--- Begin RECORDS TO PROCESS ---
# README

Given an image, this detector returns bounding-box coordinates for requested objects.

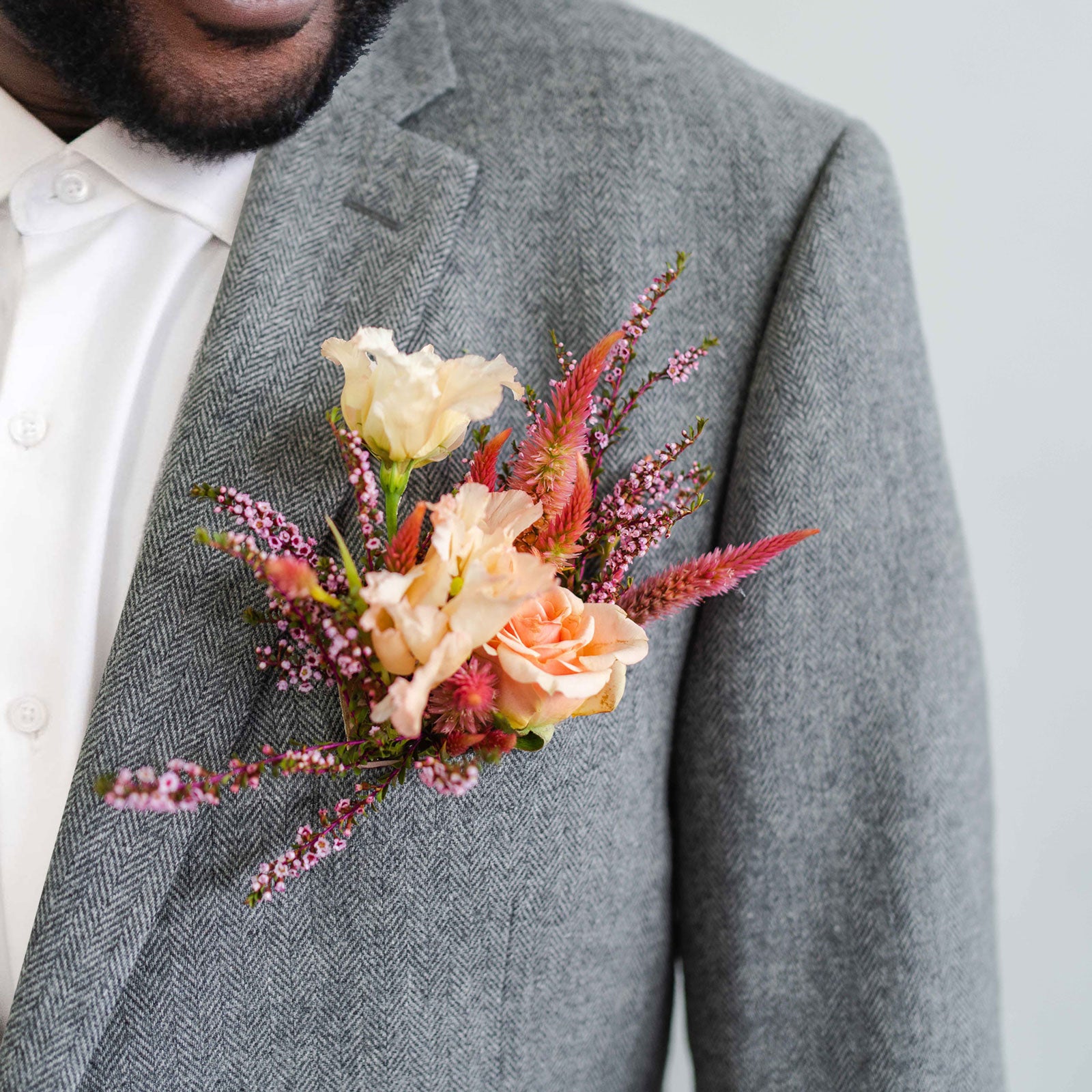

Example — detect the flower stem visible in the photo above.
[379,460,413,544]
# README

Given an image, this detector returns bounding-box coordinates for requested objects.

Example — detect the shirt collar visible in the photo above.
[0,87,255,244]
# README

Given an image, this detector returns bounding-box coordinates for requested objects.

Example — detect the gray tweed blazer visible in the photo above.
[0,0,1001,1092]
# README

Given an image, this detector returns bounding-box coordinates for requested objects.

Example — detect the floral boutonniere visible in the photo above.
[97,255,816,905]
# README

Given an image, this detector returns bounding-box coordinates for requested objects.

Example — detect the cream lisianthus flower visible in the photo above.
[482,588,648,738]
[360,491,555,738]
[322,326,523,472]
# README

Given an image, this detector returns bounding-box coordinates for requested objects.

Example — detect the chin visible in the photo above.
[133,0,337,129]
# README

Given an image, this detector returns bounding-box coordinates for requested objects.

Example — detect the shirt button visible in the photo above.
[8,410,47,448]
[53,171,91,204]
[8,695,49,735]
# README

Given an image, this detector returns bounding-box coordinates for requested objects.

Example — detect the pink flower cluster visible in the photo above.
[588,425,712,603]
[247,796,360,906]
[102,758,220,812]
[205,486,318,561]
[414,755,478,796]
[329,413,384,556]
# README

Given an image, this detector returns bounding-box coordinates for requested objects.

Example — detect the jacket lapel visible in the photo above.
[0,0,477,1092]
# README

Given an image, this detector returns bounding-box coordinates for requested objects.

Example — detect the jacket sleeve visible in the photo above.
[672,122,1003,1092]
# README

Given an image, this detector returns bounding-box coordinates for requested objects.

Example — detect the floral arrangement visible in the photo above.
[97,255,816,906]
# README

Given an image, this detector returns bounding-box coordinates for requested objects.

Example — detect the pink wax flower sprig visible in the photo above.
[96,253,816,905]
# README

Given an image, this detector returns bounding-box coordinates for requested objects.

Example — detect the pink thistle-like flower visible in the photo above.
[428,657,497,735]
[618,528,819,626]
[466,428,512,493]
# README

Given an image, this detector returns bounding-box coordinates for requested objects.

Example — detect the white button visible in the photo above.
[8,695,49,735]
[8,410,47,448]
[53,171,91,204]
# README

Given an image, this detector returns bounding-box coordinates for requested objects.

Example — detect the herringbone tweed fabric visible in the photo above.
[0,0,1001,1092]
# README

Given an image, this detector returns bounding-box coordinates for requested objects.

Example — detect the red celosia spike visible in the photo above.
[618,528,819,626]
[534,455,592,569]
[386,500,426,572]
[509,331,621,522]
[466,428,512,491]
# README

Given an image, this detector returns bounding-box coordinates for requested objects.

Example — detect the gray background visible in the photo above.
[620,0,1092,1092]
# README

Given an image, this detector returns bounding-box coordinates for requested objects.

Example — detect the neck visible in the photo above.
[0,15,100,140]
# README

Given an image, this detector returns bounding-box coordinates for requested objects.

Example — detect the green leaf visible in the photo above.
[326,515,364,597]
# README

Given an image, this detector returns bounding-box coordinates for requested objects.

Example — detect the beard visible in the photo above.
[0,0,400,160]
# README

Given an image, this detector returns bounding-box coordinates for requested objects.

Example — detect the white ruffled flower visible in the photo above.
[322,326,523,471]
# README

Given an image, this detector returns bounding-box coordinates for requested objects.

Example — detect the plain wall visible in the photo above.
[616,0,1092,1092]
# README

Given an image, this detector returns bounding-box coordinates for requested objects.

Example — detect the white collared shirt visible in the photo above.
[0,91,253,1030]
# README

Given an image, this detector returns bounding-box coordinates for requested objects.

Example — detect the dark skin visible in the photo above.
[0,15,100,140]
[0,0,397,157]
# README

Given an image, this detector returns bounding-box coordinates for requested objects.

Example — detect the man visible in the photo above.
[0,0,1001,1092]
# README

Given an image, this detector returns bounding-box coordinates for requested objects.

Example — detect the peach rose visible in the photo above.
[360,483,555,738]
[482,588,648,738]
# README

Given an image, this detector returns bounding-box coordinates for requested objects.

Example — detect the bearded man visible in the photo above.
[0,0,1001,1092]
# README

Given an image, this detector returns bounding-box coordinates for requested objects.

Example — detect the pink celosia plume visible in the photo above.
[534,459,593,570]
[618,528,819,626]
[508,331,621,522]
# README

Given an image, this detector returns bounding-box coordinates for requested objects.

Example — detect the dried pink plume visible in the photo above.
[618,528,819,626]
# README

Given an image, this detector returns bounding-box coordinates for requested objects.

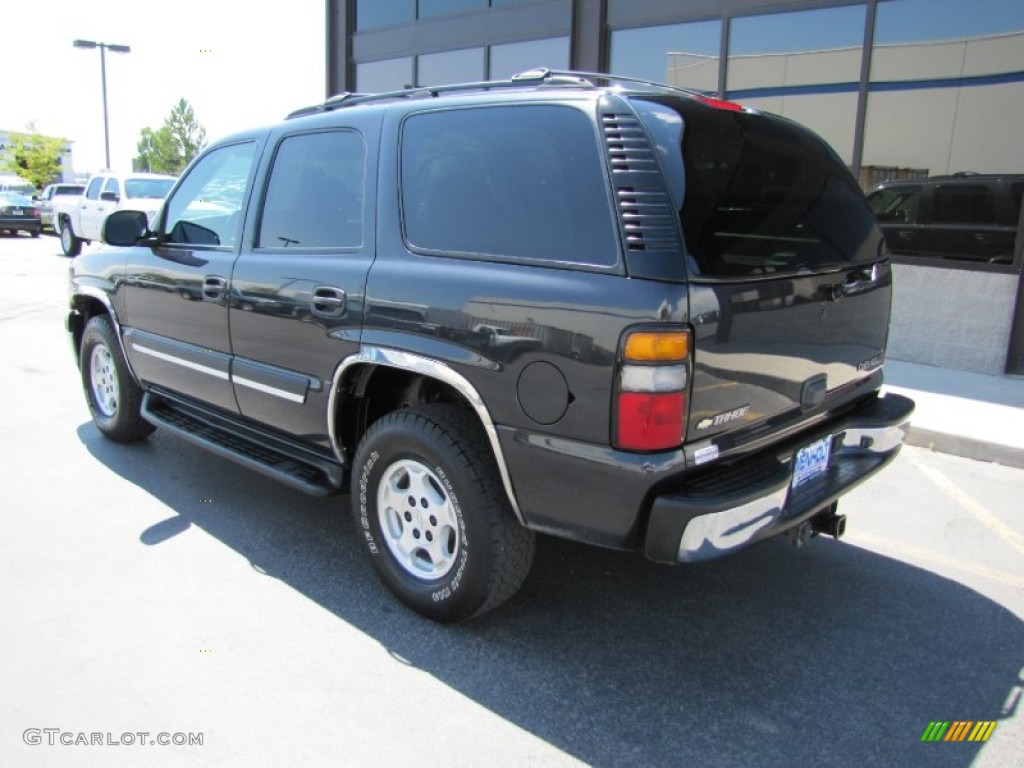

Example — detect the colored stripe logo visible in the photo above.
[921,720,995,741]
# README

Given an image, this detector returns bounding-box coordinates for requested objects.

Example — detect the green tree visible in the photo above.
[132,126,183,173]
[3,124,68,189]
[132,98,206,173]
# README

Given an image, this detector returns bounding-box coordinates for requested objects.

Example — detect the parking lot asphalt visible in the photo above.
[0,237,1024,768]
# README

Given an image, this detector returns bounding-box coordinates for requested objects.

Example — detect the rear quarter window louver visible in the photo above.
[601,111,682,278]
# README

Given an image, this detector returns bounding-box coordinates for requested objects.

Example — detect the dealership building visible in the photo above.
[326,0,1024,374]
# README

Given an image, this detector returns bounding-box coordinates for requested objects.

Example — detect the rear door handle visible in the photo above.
[203,274,227,301]
[311,286,346,317]
[821,264,879,301]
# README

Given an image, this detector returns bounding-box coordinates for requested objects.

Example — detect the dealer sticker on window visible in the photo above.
[793,435,831,490]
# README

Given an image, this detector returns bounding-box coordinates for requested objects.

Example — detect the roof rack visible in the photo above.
[287,67,707,120]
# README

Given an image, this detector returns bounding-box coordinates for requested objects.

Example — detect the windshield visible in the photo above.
[125,178,174,200]
[634,98,882,278]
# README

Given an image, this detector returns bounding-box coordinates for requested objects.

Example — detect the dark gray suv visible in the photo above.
[867,173,1024,264]
[68,71,912,622]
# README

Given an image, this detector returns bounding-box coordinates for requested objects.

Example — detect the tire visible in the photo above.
[60,219,82,257]
[351,404,535,623]
[79,314,156,442]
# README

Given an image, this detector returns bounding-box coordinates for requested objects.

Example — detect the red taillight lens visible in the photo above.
[614,329,691,452]
[618,392,686,451]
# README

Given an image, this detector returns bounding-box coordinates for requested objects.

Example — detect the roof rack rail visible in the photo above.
[287,67,707,120]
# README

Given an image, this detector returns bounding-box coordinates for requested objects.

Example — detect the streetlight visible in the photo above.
[74,40,131,168]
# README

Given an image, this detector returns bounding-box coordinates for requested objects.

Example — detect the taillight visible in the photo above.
[614,330,690,451]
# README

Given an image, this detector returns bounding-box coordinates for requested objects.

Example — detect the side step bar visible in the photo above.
[142,392,346,496]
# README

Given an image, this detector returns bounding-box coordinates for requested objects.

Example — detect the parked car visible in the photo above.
[34,184,85,231]
[0,173,36,198]
[867,173,1024,264]
[0,191,43,238]
[67,70,913,622]
[53,171,175,256]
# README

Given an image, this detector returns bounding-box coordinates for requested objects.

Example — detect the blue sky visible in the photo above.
[0,0,326,172]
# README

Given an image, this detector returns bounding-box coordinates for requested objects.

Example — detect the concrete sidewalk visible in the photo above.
[883,359,1024,469]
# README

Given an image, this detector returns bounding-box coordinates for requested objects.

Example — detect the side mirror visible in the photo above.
[103,211,150,246]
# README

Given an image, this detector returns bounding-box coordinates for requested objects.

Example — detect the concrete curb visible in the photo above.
[906,428,1024,469]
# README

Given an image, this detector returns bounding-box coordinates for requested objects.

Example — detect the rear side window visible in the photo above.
[258,131,367,248]
[932,184,995,224]
[401,104,618,266]
[637,99,882,279]
[867,186,921,224]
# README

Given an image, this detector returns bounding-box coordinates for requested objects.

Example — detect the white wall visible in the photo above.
[889,264,1019,375]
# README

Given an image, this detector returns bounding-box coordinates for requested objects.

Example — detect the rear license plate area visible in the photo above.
[792,434,833,490]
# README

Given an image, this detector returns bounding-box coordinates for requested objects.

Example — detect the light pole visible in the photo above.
[75,40,131,168]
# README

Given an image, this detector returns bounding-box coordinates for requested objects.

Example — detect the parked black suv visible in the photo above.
[867,173,1024,264]
[68,71,912,622]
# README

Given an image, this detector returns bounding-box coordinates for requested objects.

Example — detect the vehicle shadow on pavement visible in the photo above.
[78,423,1024,767]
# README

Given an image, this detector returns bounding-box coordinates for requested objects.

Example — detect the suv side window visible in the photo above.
[932,184,995,224]
[401,104,618,266]
[256,130,367,248]
[164,141,256,246]
[867,186,921,224]
[85,176,103,200]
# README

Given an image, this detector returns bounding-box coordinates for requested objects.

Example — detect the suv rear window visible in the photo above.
[401,104,618,265]
[634,99,882,278]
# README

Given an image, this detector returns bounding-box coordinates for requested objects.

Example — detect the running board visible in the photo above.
[142,392,345,496]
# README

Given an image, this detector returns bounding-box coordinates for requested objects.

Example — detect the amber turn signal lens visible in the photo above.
[624,331,690,362]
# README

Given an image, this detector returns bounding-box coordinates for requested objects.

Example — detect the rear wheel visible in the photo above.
[60,219,82,256]
[351,404,534,622]
[79,314,155,442]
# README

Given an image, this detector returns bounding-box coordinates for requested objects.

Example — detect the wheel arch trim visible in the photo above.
[328,345,528,527]
[73,286,142,386]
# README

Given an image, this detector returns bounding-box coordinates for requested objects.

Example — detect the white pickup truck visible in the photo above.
[53,171,176,256]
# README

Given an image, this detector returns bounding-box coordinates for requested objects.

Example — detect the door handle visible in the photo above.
[203,274,227,301]
[310,286,346,317]
[821,264,879,301]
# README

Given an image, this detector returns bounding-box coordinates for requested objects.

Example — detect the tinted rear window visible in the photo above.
[636,99,882,278]
[401,105,618,265]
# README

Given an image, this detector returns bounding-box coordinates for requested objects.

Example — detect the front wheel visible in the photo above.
[351,404,534,623]
[60,219,82,257]
[79,314,155,442]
--- End RECORDS TO PROCESS ---
**PROBLEM STATEMENT**
Write out the data word for word, starting at the very beginning and ending with the line that contains "[97,255,816,905]". Leave the pictures out.

**PROBLEM SOLUTION**
# README

Given an image, this detector returns bounding-box coordinates for requested objects.


Example — detect the flower stem visible in the photo above.
[379,460,413,544]
# README

Given an image, this detector returns bounding-box coordinates for requested objects.

Example — detect the shirt collar visible in the photo above.
[0,87,255,244]
# README

Given an image, this detector returns bounding-box coordinates for requested objects.

Example — detect the gray tweed blazer visible in the photo above.
[0,0,1001,1092]
# README

Given an image, this detector returns bounding-box coordinates for requested objects.

Example — detect the floral boutonniere visible in the photo above.
[97,255,816,905]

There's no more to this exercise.